* Work task:
Quote every line of the material beneath this one.

* Recorded data:
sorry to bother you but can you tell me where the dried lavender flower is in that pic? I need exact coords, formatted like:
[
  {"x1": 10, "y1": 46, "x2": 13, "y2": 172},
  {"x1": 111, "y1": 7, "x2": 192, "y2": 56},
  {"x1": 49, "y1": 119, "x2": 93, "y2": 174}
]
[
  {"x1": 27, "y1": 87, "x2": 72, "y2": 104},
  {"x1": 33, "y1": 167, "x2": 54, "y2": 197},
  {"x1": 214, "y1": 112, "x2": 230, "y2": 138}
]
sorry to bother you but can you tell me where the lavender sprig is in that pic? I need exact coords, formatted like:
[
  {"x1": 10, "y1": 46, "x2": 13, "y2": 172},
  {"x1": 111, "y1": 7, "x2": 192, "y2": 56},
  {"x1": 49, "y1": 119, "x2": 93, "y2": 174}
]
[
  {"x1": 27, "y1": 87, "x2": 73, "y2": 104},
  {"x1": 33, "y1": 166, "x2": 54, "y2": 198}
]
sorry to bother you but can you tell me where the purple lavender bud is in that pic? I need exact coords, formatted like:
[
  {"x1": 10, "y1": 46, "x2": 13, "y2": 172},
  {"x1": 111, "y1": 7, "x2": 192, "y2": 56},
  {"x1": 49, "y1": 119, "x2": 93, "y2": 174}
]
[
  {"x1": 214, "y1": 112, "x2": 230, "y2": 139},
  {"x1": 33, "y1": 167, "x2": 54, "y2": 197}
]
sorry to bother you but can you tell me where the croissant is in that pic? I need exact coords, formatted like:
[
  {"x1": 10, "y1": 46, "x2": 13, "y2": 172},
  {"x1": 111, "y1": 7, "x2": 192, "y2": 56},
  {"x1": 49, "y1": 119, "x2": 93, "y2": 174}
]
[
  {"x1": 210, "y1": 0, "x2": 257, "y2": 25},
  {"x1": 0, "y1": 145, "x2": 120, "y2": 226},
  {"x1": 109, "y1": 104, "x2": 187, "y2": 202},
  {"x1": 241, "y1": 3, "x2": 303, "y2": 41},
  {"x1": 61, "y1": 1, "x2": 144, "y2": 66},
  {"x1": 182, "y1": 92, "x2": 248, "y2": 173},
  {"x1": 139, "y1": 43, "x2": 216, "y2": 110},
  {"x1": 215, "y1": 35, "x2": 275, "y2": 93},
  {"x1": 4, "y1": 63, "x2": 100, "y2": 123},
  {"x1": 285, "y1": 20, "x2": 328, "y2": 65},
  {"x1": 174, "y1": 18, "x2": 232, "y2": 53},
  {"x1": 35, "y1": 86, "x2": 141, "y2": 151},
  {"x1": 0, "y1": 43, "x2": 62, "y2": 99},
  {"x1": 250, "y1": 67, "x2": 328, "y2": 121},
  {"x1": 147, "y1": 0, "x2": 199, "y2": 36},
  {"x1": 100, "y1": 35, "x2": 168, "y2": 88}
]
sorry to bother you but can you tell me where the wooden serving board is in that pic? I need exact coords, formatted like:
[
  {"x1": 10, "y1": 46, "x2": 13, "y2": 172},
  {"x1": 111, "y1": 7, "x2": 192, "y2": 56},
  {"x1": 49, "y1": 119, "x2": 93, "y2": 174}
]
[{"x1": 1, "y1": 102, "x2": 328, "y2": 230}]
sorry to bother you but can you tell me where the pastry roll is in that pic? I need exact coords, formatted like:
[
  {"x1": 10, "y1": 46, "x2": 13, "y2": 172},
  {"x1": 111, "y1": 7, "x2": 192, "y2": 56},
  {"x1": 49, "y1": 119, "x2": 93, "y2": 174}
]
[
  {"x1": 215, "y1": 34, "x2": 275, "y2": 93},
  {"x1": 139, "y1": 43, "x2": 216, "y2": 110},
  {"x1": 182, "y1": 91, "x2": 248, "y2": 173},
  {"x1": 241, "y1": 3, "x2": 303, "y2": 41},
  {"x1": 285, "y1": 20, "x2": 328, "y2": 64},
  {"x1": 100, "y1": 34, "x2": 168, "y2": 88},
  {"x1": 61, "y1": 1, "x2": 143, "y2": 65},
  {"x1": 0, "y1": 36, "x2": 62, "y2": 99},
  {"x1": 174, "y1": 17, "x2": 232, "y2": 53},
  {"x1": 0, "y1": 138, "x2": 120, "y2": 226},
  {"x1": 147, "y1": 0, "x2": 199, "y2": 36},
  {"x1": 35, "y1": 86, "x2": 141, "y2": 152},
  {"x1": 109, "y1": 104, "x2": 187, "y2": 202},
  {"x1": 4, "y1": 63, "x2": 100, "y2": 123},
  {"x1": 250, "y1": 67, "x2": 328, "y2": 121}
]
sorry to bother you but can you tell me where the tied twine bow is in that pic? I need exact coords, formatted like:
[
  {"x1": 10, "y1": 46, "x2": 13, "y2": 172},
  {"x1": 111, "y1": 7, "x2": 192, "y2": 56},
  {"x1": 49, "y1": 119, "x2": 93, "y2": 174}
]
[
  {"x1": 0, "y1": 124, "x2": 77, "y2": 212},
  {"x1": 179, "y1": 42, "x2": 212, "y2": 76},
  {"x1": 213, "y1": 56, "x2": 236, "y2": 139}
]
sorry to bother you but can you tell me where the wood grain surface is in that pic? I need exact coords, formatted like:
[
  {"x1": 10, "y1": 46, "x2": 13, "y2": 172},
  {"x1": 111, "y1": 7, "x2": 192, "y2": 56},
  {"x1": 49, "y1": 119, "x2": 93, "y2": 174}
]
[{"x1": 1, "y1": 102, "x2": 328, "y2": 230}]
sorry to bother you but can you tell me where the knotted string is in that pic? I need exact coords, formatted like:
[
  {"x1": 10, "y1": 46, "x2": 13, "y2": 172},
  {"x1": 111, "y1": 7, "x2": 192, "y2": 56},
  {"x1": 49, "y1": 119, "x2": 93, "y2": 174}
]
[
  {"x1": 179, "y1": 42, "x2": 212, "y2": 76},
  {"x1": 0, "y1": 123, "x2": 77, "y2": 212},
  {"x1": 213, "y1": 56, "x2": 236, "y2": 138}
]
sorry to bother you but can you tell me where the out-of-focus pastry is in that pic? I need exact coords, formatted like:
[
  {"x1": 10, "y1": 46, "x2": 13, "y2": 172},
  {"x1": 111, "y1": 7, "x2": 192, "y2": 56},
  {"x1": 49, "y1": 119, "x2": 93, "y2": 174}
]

* Result below:
sorry to bother you but can you tell me where the dried lavender flower is in that pic? I need exact coords, formatted like:
[
  {"x1": 10, "y1": 46, "x2": 13, "y2": 172},
  {"x1": 111, "y1": 7, "x2": 192, "y2": 56},
  {"x1": 49, "y1": 119, "x2": 93, "y2": 174}
]
[
  {"x1": 27, "y1": 87, "x2": 72, "y2": 104},
  {"x1": 33, "y1": 167, "x2": 54, "y2": 197},
  {"x1": 214, "y1": 112, "x2": 230, "y2": 138}
]
sorry to bother you but can you tell me where the lavender sprig is in that pic? I need exact coords, formatted like:
[
  {"x1": 10, "y1": 46, "x2": 13, "y2": 172},
  {"x1": 111, "y1": 7, "x2": 192, "y2": 56},
  {"x1": 49, "y1": 119, "x2": 93, "y2": 174}
]
[
  {"x1": 27, "y1": 87, "x2": 73, "y2": 104},
  {"x1": 33, "y1": 166, "x2": 54, "y2": 198}
]
sorry to bother you but can you tell me where the purple lavender bud is in that pic? I need exact coords, formatted like:
[
  {"x1": 10, "y1": 46, "x2": 13, "y2": 172},
  {"x1": 111, "y1": 7, "x2": 192, "y2": 56},
  {"x1": 49, "y1": 119, "x2": 93, "y2": 174}
]
[
  {"x1": 214, "y1": 112, "x2": 230, "y2": 139},
  {"x1": 33, "y1": 167, "x2": 54, "y2": 197}
]
sorry to bother you but can you tell me where the croissant is in that pic? I need exact coords, formatted like:
[
  {"x1": 10, "y1": 46, "x2": 13, "y2": 172},
  {"x1": 111, "y1": 7, "x2": 192, "y2": 56},
  {"x1": 49, "y1": 119, "x2": 93, "y2": 174}
]
[
  {"x1": 210, "y1": 0, "x2": 257, "y2": 25},
  {"x1": 0, "y1": 145, "x2": 120, "y2": 226},
  {"x1": 109, "y1": 104, "x2": 187, "y2": 202},
  {"x1": 241, "y1": 3, "x2": 303, "y2": 41},
  {"x1": 61, "y1": 1, "x2": 144, "y2": 66},
  {"x1": 182, "y1": 92, "x2": 248, "y2": 173},
  {"x1": 139, "y1": 43, "x2": 216, "y2": 110},
  {"x1": 215, "y1": 35, "x2": 275, "y2": 93},
  {"x1": 4, "y1": 63, "x2": 100, "y2": 123},
  {"x1": 285, "y1": 20, "x2": 328, "y2": 65},
  {"x1": 174, "y1": 18, "x2": 232, "y2": 53},
  {"x1": 35, "y1": 86, "x2": 141, "y2": 151},
  {"x1": 0, "y1": 43, "x2": 62, "y2": 99},
  {"x1": 250, "y1": 67, "x2": 328, "y2": 121},
  {"x1": 147, "y1": 0, "x2": 199, "y2": 36},
  {"x1": 100, "y1": 35, "x2": 168, "y2": 88}
]
sorry to bother you but can you tell me where the wooden serving board is in that pic? I need exact coords, formatted like:
[
  {"x1": 10, "y1": 46, "x2": 13, "y2": 172},
  {"x1": 111, "y1": 7, "x2": 192, "y2": 56},
  {"x1": 49, "y1": 119, "x2": 93, "y2": 174}
]
[{"x1": 1, "y1": 102, "x2": 328, "y2": 230}]
sorry to bother you but can you tell me where the pastry roll is in that pic? I need exact coords, formatted like:
[
  {"x1": 10, "y1": 46, "x2": 13, "y2": 172},
  {"x1": 111, "y1": 7, "x2": 192, "y2": 56},
  {"x1": 49, "y1": 119, "x2": 93, "y2": 174}
]
[
  {"x1": 215, "y1": 34, "x2": 275, "y2": 93},
  {"x1": 139, "y1": 43, "x2": 216, "y2": 110},
  {"x1": 182, "y1": 91, "x2": 248, "y2": 173},
  {"x1": 241, "y1": 3, "x2": 303, "y2": 41},
  {"x1": 285, "y1": 20, "x2": 328, "y2": 64},
  {"x1": 100, "y1": 34, "x2": 168, "y2": 88},
  {"x1": 61, "y1": 1, "x2": 143, "y2": 65},
  {"x1": 0, "y1": 36, "x2": 62, "y2": 99},
  {"x1": 174, "y1": 17, "x2": 232, "y2": 53},
  {"x1": 0, "y1": 138, "x2": 120, "y2": 226},
  {"x1": 147, "y1": 0, "x2": 199, "y2": 36},
  {"x1": 35, "y1": 86, "x2": 141, "y2": 152},
  {"x1": 109, "y1": 104, "x2": 187, "y2": 202},
  {"x1": 4, "y1": 63, "x2": 100, "y2": 123},
  {"x1": 250, "y1": 67, "x2": 328, "y2": 121}
]
sorry to bother you but can you tell me where the tied twine bow is in that pic? I need exact coords, formatted like:
[
  {"x1": 10, "y1": 46, "x2": 13, "y2": 172},
  {"x1": 111, "y1": 7, "x2": 192, "y2": 56},
  {"x1": 49, "y1": 119, "x2": 93, "y2": 174}
]
[
  {"x1": 0, "y1": 124, "x2": 77, "y2": 212},
  {"x1": 179, "y1": 42, "x2": 212, "y2": 76},
  {"x1": 213, "y1": 56, "x2": 236, "y2": 139}
]
sorry to bother you but can you tell me where the wood grain surface is in that pic? I need exact coords, formatted like:
[
  {"x1": 10, "y1": 46, "x2": 13, "y2": 172},
  {"x1": 111, "y1": 7, "x2": 192, "y2": 56},
  {"x1": 49, "y1": 119, "x2": 93, "y2": 174}
]
[{"x1": 1, "y1": 102, "x2": 328, "y2": 230}]
sorry to bother you but can you tell me where the knotted string is in that pic? I need exact coords, formatted like:
[
  {"x1": 10, "y1": 46, "x2": 13, "y2": 172},
  {"x1": 111, "y1": 7, "x2": 192, "y2": 56},
  {"x1": 49, "y1": 119, "x2": 93, "y2": 174}
]
[
  {"x1": 179, "y1": 42, "x2": 212, "y2": 76},
  {"x1": 0, "y1": 123, "x2": 77, "y2": 212},
  {"x1": 213, "y1": 56, "x2": 236, "y2": 138}
]
sorry to bother you but can you tell me where the out-of-focus pastry is in that pic? I need exact coords, formatted like:
[
  {"x1": 10, "y1": 46, "x2": 13, "y2": 172},
  {"x1": 111, "y1": 7, "x2": 192, "y2": 56},
  {"x1": 49, "y1": 119, "x2": 93, "y2": 174}
]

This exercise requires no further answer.